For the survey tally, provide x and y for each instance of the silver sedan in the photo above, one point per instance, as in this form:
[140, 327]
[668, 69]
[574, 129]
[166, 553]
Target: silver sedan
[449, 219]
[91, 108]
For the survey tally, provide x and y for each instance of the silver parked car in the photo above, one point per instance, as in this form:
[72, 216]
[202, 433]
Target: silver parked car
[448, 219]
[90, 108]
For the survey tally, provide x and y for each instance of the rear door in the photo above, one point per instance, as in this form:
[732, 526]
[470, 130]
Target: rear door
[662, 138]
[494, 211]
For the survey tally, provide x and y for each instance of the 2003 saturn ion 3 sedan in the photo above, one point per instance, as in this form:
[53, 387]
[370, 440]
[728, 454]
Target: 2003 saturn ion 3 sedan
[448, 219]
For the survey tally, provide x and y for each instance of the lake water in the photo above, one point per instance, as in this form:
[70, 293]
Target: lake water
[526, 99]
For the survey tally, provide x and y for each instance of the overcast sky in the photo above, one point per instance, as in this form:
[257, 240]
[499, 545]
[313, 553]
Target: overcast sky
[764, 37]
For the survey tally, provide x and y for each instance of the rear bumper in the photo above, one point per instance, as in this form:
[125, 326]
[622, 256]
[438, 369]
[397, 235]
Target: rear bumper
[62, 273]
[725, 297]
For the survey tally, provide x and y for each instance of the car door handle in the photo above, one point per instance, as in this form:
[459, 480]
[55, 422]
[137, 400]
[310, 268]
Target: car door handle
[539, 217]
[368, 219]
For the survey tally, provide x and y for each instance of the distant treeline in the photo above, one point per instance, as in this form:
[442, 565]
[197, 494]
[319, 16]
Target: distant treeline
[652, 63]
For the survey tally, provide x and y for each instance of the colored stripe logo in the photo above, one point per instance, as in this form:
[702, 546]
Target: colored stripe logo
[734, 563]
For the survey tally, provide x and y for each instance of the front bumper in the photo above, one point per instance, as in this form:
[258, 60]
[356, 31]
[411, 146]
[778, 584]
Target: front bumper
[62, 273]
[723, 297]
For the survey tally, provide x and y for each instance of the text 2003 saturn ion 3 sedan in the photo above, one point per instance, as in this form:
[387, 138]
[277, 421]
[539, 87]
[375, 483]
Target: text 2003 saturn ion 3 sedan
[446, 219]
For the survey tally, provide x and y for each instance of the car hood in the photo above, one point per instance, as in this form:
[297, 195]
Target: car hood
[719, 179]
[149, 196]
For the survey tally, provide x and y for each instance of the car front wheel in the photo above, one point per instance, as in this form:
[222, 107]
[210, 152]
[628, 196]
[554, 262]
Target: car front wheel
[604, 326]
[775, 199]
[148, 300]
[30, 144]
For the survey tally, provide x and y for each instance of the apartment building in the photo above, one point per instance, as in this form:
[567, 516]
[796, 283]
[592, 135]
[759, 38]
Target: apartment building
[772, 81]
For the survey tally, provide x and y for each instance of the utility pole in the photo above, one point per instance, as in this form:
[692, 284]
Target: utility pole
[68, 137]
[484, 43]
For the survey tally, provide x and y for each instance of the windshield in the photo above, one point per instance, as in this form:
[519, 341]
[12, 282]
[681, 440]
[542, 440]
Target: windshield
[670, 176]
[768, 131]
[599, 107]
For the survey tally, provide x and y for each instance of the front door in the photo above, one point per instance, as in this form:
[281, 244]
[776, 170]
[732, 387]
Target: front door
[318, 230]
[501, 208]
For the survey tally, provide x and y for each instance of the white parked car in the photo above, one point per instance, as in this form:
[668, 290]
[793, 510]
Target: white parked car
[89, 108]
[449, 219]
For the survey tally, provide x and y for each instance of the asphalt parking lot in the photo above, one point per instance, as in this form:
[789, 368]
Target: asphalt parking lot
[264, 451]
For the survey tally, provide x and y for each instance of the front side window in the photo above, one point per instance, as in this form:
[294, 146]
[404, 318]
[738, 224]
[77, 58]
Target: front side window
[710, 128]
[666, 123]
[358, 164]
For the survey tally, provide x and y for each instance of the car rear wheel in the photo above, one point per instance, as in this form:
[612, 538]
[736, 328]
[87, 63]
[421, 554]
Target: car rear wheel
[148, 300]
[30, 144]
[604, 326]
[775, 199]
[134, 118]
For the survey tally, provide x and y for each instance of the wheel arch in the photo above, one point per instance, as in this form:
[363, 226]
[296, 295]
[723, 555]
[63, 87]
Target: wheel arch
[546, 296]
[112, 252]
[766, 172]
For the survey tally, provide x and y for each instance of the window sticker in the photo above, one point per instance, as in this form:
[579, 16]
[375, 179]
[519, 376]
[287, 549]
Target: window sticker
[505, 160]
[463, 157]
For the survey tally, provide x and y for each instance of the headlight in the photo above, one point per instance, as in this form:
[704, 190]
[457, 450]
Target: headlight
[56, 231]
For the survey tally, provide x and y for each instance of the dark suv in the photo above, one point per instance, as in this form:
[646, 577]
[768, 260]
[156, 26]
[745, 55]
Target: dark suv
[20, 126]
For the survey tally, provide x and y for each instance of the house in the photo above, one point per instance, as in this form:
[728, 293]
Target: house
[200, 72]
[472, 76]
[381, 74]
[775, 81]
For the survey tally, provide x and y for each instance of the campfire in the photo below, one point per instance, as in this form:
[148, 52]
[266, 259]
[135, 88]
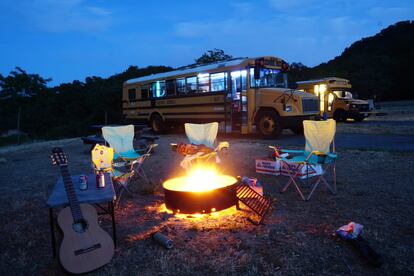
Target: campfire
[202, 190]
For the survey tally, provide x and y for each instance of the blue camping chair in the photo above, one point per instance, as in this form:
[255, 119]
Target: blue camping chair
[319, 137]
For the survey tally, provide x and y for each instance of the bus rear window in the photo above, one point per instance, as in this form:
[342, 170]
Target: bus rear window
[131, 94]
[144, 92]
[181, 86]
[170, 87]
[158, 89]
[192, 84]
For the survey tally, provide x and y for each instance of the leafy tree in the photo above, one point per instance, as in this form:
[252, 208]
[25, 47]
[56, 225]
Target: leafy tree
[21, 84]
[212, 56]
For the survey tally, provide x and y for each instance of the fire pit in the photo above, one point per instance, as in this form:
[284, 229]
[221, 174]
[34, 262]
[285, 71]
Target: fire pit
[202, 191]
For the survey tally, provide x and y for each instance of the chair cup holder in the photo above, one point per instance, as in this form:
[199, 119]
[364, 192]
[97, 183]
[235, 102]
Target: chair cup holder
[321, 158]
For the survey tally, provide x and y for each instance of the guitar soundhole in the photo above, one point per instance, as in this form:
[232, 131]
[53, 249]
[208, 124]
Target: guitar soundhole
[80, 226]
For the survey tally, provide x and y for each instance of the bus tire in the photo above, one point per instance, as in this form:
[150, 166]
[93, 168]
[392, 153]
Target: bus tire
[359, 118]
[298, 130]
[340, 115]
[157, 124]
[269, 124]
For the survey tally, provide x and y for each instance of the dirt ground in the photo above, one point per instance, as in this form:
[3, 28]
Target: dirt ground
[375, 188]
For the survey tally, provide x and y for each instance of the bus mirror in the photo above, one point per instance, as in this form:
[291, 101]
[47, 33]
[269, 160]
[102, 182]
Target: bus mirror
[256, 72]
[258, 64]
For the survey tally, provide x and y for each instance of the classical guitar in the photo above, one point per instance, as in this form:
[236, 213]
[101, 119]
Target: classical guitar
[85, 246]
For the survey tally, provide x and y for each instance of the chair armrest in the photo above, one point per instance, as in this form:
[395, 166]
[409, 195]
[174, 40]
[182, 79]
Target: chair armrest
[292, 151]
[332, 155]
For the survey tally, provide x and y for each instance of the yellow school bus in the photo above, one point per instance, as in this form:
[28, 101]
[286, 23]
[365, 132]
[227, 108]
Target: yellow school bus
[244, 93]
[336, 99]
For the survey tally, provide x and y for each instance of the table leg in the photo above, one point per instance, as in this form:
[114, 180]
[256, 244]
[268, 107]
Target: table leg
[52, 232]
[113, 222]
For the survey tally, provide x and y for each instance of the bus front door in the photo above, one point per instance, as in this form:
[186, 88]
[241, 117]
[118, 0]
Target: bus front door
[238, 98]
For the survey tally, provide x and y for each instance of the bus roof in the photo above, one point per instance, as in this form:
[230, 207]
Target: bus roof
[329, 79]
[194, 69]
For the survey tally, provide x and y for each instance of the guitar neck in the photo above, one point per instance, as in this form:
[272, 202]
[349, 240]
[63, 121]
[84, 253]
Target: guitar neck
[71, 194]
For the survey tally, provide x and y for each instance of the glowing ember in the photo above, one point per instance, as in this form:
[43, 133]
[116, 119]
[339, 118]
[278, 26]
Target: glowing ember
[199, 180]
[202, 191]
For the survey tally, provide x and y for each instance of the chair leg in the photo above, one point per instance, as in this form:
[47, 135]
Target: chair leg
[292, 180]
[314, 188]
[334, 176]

---

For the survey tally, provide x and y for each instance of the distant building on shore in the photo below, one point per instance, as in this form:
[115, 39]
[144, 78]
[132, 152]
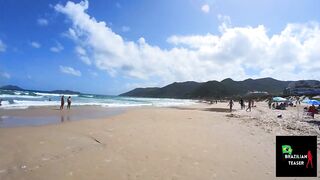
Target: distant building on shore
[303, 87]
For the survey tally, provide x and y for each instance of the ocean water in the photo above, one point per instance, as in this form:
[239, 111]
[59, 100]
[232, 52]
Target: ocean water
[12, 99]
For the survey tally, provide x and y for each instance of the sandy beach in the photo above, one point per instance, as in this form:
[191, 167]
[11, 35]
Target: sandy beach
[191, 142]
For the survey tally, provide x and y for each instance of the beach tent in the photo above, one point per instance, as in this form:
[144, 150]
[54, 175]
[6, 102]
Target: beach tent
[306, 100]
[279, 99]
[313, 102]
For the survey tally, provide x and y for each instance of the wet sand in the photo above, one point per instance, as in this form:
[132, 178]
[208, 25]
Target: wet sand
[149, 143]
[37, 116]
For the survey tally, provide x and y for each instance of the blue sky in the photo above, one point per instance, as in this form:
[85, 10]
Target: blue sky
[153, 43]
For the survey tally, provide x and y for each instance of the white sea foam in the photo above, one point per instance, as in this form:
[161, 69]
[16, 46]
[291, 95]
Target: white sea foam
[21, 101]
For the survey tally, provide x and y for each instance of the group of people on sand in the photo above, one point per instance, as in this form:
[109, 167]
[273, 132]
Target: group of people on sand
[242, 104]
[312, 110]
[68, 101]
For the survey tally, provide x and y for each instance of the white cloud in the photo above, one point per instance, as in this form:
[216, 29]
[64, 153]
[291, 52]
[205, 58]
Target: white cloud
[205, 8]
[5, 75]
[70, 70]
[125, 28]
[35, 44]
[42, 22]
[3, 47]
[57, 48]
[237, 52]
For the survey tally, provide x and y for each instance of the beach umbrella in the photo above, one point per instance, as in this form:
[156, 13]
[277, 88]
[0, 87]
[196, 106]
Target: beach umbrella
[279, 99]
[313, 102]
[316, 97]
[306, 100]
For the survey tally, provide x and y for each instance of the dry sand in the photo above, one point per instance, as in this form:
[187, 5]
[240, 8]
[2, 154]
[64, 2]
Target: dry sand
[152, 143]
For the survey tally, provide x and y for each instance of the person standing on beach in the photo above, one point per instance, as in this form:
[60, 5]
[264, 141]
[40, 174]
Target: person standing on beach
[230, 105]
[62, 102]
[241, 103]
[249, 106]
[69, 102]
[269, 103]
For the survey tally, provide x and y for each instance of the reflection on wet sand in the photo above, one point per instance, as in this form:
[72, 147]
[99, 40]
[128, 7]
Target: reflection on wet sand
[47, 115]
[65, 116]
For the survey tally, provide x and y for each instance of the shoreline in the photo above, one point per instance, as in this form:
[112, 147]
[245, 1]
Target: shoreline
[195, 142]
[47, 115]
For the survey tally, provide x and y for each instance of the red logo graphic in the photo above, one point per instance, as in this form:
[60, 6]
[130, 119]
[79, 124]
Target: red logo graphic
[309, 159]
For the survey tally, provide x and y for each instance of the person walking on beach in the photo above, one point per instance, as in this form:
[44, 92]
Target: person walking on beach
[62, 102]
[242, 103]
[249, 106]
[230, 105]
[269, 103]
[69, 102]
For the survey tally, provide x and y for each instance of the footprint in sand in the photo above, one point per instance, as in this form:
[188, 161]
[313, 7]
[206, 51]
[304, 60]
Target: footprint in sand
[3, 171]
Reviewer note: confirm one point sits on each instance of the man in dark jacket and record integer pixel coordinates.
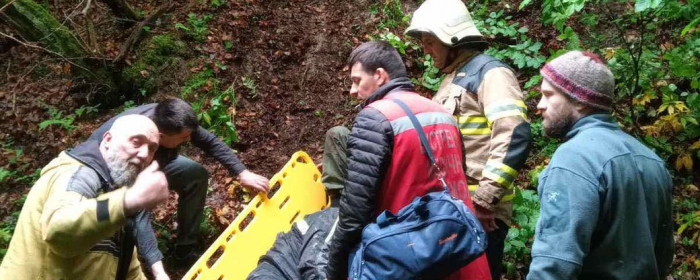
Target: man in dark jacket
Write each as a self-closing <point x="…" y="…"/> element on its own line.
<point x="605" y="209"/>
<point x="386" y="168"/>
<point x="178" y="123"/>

> **Written request**
Pull out every line in the records above that contains the word "utility", matching case exactly.

> **Output for this task**
For the survey tally, provide x and y for each instance of the utility pole in the photo above, one point per instance, as in this form:
Target: utility pole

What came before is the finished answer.